• Task directions
Quote each of the rows below verbatim, with no changes.

• Dataset
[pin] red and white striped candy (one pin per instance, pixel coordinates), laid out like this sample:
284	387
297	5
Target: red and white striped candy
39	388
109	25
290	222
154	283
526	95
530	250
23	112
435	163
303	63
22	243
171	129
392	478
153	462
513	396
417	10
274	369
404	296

• Exercise solution
[pin] red and white striped candy (one pin per instance, pixel coordinates), laid out like this sample:
284	387
297	5
Target: red and white striped candy
39	388
109	25
290	222
154	283
526	95
530	250
23	112
435	163
303	63
22	243
171	129
392	478
153	462
513	396
417	10
274	369
404	296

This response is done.